BEGIN
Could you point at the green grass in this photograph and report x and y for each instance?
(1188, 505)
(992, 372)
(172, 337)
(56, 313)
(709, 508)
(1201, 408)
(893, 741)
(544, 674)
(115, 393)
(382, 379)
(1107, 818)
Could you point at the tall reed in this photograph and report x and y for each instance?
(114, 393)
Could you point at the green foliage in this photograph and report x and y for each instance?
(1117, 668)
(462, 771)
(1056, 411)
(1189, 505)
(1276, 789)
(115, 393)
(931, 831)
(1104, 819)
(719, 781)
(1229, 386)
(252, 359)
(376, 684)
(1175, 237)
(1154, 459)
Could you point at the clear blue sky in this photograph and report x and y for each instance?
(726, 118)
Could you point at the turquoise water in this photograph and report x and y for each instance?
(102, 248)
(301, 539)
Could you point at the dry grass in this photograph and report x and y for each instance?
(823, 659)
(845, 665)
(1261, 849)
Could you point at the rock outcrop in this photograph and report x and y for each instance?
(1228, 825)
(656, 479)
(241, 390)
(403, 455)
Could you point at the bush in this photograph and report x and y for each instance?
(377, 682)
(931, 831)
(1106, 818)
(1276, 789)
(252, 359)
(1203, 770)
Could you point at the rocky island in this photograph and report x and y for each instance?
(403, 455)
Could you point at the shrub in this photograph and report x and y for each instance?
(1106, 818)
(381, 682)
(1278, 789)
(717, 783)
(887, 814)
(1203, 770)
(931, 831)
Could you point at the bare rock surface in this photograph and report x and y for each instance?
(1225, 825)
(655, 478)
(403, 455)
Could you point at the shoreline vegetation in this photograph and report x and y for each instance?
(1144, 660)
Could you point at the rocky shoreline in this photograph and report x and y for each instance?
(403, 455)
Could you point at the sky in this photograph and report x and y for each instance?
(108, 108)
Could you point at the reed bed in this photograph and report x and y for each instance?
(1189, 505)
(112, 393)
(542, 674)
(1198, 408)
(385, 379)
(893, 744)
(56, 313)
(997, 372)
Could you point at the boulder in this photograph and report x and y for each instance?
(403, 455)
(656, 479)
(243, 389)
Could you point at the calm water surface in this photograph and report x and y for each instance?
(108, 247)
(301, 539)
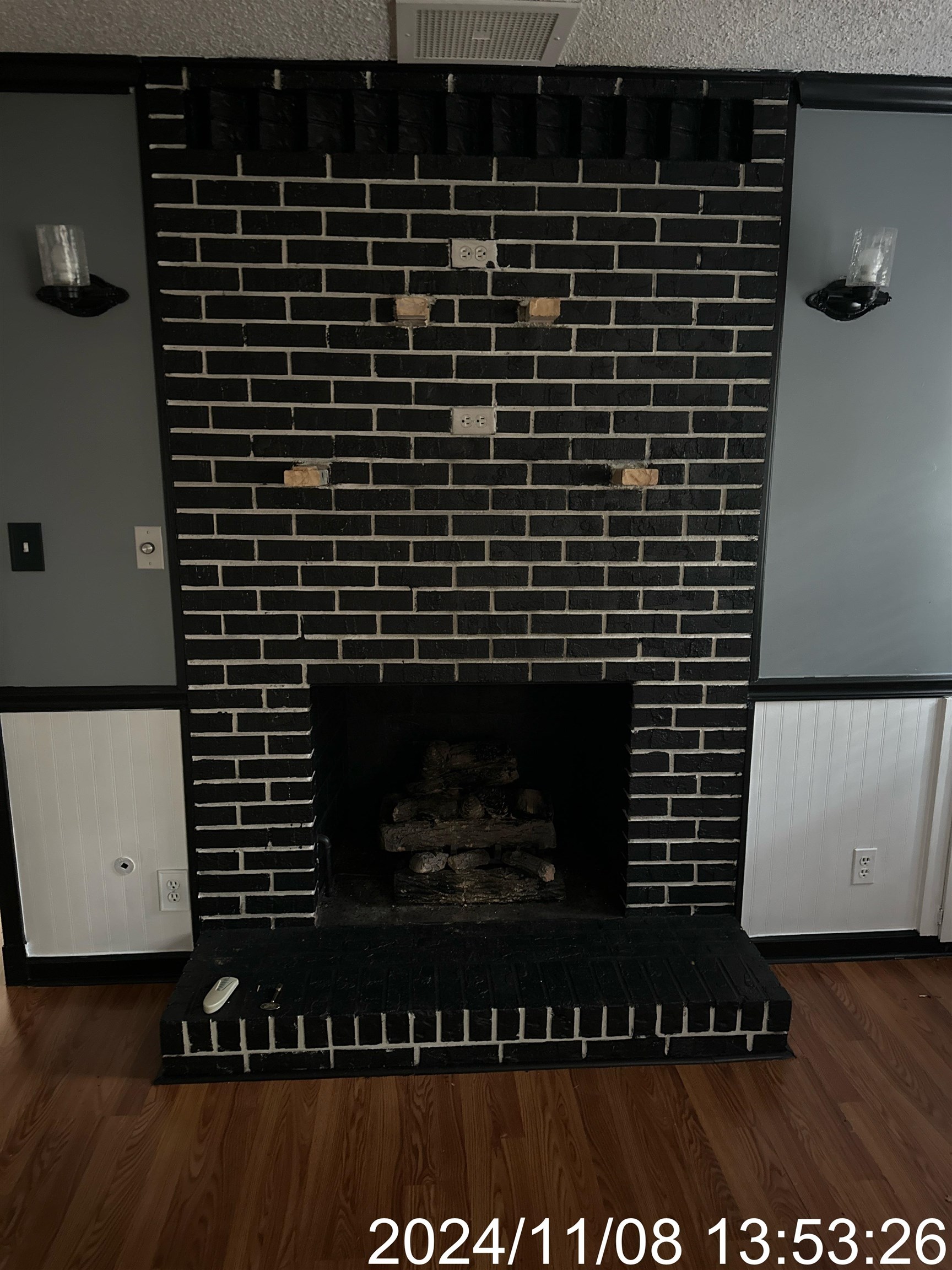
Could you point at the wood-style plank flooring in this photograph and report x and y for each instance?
(102, 1170)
END
YOUR OBJECTIVE:
Would you print all of the entries exactly, omitting any image?

ANSWER SPACE:
Could you point at the green grass in this photograph and report x and y for each instance?
(1188, 505)
(992, 372)
(172, 337)
(56, 313)
(709, 508)
(1201, 408)
(893, 741)
(544, 674)
(115, 393)
(382, 379)
(1107, 818)
Could you point at the tall reed in this photograph and report x and y for each instance?
(114, 393)
Could you point at the green foliage in this photograph and report x and y for each instance?
(1117, 668)
(462, 771)
(1056, 411)
(1189, 505)
(1276, 789)
(115, 393)
(931, 831)
(1104, 819)
(719, 781)
(1229, 386)
(252, 359)
(376, 684)
(1175, 237)
(1154, 459)
Could you point at the clear blue sky in this photograph and report x and y for each instance?
(726, 118)
Could you point at the turquoise water in this photograph and report x and y for each instance?
(102, 248)
(301, 539)
Could you point at the dry grass in this photograph and report x and y for each instance?
(823, 659)
(845, 665)
(1261, 849)
Could you point at the rock outcrop in this photograph and report x and y for each instance?
(1228, 825)
(656, 479)
(241, 390)
(403, 455)
Could you point at the bush in this photograph and report x and y for each instance?
(377, 682)
(931, 831)
(1106, 818)
(1276, 789)
(252, 359)
(1203, 770)
Could you point at the rocky island in this photograph and report x and y for each instance?
(403, 455)
Could you point at the shrub in this photograph and report x and y for each instance?
(1106, 818)
(381, 682)
(1278, 789)
(717, 783)
(887, 814)
(1203, 770)
(931, 831)
Could you point at the bare rock surface in this photograph and report x and y for each instance?
(1225, 825)
(655, 478)
(403, 455)
Could you point at the shoreline vegetation in this photograph and report x and y for each instance?
(1144, 660)
Could you point at the rocky shoreline in this photograph and report x and y for each instance?
(403, 455)
Could you point at the sky in this photograph and report x and y for each instance?
(108, 108)
Could you point at the reed bed in this photograph and report x and y for each instance?
(1189, 505)
(112, 393)
(542, 674)
(1198, 408)
(385, 379)
(893, 744)
(56, 313)
(997, 372)
Could you point at the boulder in this photograph and report x and y for each instance?
(403, 455)
(656, 479)
(243, 389)
Could you point at the calm water surface in this photograph and report x and y for each instance?
(108, 247)
(301, 539)
Could you point at the wood-style plank flooring in this photograph and report x and y for each instance?
(102, 1170)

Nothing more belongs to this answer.